* _REQUIRED ACTIONS_:
1. In the article below, why does Margaret McKeich say it matters that those responsible are now serving time? Answer in one to three sentences.
2. Find every line in the rows that contains the string "sleeve", and copy each of those lines.

After almost three decades of torture and anguish, the family of Caroline Glachan finally have justice.
The 14-year-old schoolgirl was murdered in August 1996 – her body dumped in the River Leven near Place of Bonhill in Renton.
Despite several high-profile appeals through the years – including by the teenager’s heartbroken mother Margaret McKeich – her murder remained unsolved.
Nevertheless, Ms McKeich remained determined to find the truth about what happened to her daughter. But over the years, numerous pleas for help were met with a deafening silence.
It took almost 27 year to unlock those secrets.
“This has been a great day, I just can’t sum up how I feel – and I’m sure her dad feels the same,” Ms McKeich told reporters outside the High Court in Glasgow following the conviction.
“It will not bring her back but at least we know that who is responsible is serving time for it, because for the past 25 years they have lived their life and they’ve had their Christmases and their birthdays, and my Caroline was in the ground.”
Judge Lord Braid told all three accused they had been found guilty of a “brutal, depraved and above all wicked murder”.

* _SOURCE DATA_:
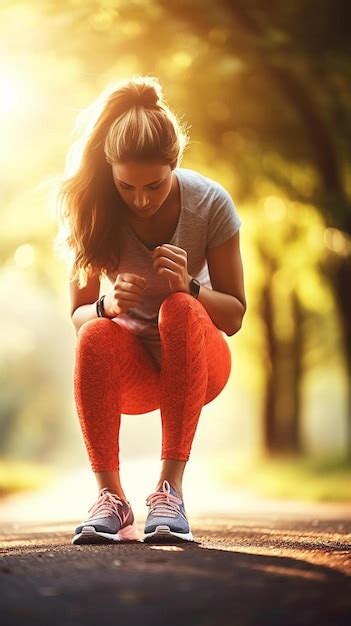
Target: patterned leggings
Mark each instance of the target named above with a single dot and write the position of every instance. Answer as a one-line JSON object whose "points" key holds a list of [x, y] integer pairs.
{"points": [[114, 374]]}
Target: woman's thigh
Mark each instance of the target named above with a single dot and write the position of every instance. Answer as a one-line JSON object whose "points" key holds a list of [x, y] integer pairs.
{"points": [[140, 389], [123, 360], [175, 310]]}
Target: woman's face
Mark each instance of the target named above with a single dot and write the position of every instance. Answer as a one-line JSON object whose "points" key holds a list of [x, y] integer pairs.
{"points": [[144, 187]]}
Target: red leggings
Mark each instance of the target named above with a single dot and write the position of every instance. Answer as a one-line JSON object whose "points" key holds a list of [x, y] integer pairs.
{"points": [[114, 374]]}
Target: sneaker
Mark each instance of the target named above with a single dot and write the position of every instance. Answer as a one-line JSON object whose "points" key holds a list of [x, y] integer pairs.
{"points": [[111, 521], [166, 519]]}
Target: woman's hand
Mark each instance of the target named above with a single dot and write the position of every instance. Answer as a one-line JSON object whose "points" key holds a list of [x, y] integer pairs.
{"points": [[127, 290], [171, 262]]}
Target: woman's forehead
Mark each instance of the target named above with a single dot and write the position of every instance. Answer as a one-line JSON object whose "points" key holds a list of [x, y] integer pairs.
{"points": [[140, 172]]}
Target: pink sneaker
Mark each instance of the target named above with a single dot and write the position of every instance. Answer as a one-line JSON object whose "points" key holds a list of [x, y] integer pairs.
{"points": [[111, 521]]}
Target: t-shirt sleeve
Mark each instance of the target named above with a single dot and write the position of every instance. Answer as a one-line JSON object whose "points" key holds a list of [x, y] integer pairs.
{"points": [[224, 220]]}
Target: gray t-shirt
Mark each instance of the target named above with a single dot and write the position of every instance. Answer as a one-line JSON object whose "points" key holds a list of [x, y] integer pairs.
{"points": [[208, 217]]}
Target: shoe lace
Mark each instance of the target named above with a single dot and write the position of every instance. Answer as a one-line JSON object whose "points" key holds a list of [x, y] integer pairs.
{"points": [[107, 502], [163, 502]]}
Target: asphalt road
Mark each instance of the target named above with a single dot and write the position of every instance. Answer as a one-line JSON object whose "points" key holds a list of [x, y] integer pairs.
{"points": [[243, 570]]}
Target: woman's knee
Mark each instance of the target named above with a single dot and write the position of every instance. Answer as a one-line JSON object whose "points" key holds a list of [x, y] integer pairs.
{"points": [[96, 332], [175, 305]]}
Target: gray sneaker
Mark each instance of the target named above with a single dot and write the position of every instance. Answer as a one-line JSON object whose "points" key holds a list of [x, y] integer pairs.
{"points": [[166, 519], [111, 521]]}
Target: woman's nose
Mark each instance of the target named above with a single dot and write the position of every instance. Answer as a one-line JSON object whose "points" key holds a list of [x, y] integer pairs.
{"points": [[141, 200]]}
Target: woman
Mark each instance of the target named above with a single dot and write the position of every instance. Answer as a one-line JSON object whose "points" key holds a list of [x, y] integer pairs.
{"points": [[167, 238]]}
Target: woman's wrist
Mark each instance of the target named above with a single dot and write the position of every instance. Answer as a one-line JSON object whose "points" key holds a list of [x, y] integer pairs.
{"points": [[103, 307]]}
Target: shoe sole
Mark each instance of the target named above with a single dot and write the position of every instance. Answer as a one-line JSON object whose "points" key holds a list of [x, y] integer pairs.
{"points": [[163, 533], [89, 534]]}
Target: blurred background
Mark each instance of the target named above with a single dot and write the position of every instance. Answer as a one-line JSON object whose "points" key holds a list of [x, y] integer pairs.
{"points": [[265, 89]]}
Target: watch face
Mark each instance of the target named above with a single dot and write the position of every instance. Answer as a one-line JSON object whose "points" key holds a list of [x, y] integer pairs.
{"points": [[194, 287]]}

...

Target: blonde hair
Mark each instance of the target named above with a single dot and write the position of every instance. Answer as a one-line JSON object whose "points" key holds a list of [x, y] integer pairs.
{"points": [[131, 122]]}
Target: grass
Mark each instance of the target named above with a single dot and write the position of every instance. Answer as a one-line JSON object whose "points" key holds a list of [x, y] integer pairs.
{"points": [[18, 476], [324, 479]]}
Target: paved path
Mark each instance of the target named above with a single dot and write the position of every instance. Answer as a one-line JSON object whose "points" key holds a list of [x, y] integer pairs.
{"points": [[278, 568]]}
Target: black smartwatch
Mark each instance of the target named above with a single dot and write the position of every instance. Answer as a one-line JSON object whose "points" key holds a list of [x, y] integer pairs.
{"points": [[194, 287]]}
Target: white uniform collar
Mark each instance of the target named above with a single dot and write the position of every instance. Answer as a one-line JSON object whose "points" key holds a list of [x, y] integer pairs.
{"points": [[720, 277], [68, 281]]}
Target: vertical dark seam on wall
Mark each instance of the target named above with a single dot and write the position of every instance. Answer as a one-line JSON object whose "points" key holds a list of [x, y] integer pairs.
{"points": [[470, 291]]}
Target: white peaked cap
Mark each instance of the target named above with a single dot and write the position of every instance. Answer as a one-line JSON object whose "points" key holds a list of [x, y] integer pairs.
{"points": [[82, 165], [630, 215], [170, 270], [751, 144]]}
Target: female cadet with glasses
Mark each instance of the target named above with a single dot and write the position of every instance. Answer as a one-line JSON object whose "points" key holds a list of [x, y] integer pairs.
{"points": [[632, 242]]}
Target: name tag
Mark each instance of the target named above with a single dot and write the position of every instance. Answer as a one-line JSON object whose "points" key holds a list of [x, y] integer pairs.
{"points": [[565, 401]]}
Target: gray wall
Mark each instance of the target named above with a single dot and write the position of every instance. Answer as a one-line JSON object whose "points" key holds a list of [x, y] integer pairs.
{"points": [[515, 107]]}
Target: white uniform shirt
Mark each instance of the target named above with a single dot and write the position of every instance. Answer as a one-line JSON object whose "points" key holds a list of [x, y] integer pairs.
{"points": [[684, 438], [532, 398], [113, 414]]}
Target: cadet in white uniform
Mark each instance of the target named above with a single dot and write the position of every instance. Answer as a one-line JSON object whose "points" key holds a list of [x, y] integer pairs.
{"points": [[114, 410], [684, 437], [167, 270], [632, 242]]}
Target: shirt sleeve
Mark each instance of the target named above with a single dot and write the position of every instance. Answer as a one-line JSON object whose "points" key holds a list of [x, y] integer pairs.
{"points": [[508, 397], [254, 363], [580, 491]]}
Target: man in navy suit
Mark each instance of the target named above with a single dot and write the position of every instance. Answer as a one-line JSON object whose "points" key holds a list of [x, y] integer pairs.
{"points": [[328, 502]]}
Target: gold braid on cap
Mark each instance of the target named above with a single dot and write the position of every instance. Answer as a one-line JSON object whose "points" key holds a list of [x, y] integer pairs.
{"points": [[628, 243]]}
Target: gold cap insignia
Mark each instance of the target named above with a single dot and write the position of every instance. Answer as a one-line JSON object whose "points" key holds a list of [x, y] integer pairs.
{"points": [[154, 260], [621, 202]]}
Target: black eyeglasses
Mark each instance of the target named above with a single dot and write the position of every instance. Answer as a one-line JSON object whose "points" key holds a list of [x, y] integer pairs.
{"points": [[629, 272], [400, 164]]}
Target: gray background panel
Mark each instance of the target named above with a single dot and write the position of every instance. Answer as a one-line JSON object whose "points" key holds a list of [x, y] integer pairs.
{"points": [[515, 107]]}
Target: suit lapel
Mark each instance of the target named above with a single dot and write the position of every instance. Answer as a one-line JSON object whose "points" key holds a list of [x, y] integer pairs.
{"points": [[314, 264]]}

* _RESPONSES FOR EACH TASK_:
1. She says that although the conviction will not bring Caroline back, it matters that those responsible are serving time. For the past 25 years they have lived their lives and had their Christmases and birthdays while her daughter was in the ground.

2.
Target: t-shirt sleeve
Target: shirt sleeve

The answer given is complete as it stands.